__Request 1__
Using the passage on the projector-splitting integrator, answer the following.
(a) What does the quantity ϑ(h, ε) represent?
(b) Which two integrators share the first substep?
(c) What does the passage denote by A₁?
__Request 2__
Reproduce the passage on the projector-splitting integrator from "which represents the" up to and including "substep in common.".

Let us introduce the quantity

$$\begin{aligned} \vartheta (h, \varepsilon ) := (4e^{Lh} BL + 9BL)h^2 + (3e^{Lh}+4)\varepsilon h \ , \end{aligned}$$

which represents the local error bound after one time step of the projector-splitting integrator, as proved in  [10, Theorem 2.1].

In the following, we denote by \({{\mathbf {U}}}_1\in {{\mathbb {R}}}^{n\times r}\) the matrix with orthonormal columns obtained in the first substep of the integrator. We recall that the matrix projector-splitting and the (skew-)symmetric integrator have the first substep in common.

We denote by \({{\mathbf {A}}}_1\) the (skew-)symmetric solution at time \(t_1\) of the full problem (1), where we consider the initial data to coincide with the (skew-)symmetric rank-r matrix \({{\mathbf {Y}}}_0\). For the local error analysis, the following lemma is needed.

__Data supplied__
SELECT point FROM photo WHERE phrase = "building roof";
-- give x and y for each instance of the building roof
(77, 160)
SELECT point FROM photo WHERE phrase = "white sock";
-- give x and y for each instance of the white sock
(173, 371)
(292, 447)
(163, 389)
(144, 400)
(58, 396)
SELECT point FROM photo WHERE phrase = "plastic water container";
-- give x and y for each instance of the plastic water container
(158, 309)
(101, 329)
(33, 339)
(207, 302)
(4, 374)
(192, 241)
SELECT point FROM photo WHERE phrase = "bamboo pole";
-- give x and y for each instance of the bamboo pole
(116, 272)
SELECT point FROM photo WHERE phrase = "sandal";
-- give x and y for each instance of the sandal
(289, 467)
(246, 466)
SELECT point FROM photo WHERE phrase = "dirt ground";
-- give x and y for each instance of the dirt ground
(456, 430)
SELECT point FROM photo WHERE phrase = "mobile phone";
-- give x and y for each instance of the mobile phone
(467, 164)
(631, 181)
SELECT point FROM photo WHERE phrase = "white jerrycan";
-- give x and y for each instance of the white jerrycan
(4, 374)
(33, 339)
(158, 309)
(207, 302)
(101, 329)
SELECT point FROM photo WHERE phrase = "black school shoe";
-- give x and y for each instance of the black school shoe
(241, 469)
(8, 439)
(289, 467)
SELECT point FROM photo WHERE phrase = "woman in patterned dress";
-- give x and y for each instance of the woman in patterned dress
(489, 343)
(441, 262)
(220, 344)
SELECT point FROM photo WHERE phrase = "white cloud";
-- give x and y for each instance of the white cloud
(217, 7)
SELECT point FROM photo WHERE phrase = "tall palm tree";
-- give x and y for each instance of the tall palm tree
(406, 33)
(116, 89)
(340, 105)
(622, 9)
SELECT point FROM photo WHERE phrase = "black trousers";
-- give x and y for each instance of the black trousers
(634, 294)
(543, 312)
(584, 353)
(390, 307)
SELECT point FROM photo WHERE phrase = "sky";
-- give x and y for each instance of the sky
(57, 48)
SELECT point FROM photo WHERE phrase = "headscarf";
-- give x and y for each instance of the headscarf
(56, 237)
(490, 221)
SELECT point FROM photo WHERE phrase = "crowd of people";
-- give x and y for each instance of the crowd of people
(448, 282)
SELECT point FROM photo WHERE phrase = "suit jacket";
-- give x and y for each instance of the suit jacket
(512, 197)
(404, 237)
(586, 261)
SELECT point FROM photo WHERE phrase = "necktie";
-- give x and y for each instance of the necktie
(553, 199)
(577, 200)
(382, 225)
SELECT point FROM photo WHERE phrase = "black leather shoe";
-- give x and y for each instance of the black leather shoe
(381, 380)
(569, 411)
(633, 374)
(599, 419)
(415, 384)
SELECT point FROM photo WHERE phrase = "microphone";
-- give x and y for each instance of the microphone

__Exercise response 1__
(a) The local error bound after one time step of the projector-splitting integrator.
(b) The matrix projector-splitting integrator and the (skew-)symmetric integrator.
(c) The (skew-)symmetric solution at time t₁ of the full problem (1), with initial data coinciding with the (skew-)symmetric rank-r matrix Y₀.

__Exercise response 2__
which represents the local error bound after one time step of the projector-splitting integrator, as proved in  [10, Theorem 2.1].

In the following, we denote by \({{\mathbf {U}}}_1\in {{\mathbb {R}}}^{n\times r}\) the matrix with orthonormal columns obtained in the first substep of the integrator. We recall that the matrix projector-splitting and the (skew-)symmetric integrator have the first substep in common.